(AVAILABLE DATA begins)
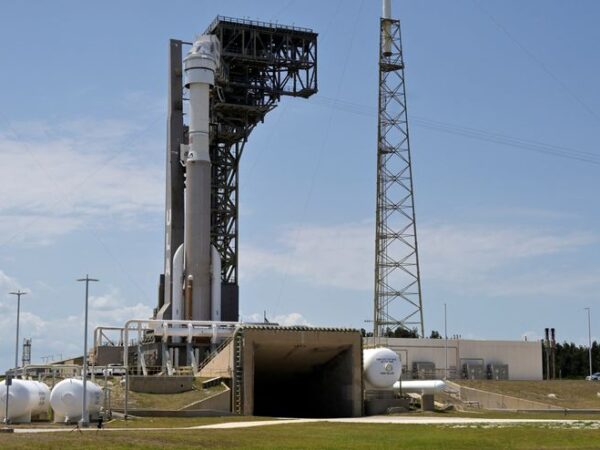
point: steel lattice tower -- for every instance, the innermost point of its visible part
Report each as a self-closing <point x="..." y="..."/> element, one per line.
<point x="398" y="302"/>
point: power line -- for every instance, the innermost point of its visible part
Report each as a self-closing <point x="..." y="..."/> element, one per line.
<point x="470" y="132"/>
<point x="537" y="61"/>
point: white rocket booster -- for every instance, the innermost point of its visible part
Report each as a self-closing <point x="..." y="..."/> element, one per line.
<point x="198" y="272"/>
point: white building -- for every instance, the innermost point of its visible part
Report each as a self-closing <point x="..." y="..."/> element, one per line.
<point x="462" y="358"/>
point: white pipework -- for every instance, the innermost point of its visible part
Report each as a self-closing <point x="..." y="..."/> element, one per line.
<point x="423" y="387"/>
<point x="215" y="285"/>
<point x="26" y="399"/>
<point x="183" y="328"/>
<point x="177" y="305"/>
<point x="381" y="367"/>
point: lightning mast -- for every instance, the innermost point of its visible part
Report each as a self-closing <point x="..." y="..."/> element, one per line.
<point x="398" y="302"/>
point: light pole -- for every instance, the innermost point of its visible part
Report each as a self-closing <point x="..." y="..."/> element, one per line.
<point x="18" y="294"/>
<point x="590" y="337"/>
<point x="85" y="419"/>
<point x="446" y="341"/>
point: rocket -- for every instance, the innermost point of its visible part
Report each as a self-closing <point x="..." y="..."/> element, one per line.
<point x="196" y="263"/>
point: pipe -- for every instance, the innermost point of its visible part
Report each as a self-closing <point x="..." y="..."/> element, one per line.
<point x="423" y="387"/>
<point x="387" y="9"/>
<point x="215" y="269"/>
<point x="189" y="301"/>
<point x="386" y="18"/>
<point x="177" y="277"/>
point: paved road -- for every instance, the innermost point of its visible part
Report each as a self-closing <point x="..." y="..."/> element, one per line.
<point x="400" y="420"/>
(AVAILABLE DATA ends)
(AVAILABLE DATA begins)
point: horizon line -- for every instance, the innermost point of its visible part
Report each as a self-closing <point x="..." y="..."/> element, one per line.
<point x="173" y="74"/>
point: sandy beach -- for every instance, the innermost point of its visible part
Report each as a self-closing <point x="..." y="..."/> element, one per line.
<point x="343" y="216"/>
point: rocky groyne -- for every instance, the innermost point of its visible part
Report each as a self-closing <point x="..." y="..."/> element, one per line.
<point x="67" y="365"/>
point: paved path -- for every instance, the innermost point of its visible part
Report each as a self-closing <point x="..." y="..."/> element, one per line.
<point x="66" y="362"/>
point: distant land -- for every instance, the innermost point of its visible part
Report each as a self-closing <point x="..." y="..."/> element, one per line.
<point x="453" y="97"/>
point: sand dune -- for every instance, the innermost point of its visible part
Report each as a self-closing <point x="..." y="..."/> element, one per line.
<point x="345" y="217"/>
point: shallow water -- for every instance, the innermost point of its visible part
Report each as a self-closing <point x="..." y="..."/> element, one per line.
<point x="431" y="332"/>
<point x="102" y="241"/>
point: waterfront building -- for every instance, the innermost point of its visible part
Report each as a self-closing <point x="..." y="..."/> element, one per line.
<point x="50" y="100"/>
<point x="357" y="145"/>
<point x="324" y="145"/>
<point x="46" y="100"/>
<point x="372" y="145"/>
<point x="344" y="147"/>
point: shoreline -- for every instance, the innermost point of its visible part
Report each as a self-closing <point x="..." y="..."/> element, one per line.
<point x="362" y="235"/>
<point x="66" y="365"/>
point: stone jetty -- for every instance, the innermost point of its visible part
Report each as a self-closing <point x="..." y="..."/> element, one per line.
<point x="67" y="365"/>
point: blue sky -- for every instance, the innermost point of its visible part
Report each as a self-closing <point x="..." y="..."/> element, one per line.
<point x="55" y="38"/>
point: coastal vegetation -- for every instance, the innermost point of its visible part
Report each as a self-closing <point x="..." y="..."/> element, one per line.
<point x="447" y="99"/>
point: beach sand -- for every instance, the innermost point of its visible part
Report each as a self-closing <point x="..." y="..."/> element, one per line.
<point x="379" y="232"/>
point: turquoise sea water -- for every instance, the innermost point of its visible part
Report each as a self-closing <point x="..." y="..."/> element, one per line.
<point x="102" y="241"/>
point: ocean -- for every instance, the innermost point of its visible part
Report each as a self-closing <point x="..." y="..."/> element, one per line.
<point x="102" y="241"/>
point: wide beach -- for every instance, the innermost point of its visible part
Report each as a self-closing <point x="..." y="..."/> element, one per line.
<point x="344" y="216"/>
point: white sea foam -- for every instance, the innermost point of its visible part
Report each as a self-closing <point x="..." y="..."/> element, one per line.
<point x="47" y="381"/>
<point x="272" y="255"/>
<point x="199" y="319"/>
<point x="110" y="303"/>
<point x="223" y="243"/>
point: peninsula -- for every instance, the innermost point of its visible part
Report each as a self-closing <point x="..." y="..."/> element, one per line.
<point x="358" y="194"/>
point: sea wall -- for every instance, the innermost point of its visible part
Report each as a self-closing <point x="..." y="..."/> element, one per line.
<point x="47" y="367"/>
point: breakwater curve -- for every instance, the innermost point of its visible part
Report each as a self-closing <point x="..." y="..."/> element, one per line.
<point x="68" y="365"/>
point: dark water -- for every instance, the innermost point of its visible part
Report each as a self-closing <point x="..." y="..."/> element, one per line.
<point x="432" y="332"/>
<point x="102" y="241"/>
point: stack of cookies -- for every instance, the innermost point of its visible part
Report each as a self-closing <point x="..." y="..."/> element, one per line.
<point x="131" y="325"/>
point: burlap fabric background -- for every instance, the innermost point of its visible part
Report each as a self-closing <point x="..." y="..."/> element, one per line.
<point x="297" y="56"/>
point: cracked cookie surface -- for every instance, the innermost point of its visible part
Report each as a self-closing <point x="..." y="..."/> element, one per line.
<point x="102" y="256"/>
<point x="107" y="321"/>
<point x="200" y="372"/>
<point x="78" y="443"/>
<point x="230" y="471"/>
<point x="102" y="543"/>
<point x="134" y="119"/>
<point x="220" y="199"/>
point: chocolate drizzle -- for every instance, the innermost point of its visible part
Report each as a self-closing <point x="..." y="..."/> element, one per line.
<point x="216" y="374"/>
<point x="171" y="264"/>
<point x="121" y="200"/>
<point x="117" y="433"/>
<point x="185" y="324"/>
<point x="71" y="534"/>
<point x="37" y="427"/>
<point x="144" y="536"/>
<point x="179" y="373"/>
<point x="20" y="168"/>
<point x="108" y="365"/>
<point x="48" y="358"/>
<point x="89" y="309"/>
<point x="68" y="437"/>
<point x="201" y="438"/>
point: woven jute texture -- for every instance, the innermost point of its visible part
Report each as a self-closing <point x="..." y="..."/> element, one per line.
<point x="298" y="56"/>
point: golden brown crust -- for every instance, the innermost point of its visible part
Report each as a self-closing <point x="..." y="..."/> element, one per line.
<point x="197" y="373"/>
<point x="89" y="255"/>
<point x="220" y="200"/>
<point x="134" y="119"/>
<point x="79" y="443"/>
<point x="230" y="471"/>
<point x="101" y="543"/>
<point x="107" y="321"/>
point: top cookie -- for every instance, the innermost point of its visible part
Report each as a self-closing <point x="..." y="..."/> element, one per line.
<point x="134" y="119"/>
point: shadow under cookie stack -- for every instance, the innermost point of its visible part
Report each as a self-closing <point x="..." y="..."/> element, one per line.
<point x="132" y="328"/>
(AVAILABLE DATA ends)
• [YOUR ASSIGNMENT]: Please return each line of the listing above that contains "building".

• [SOLUTION TO THE EXERCISE]:
point: white building -- for every instance, the innermost point of its visible part
point: waterfront building -- for every instance, the innermost point of its visible part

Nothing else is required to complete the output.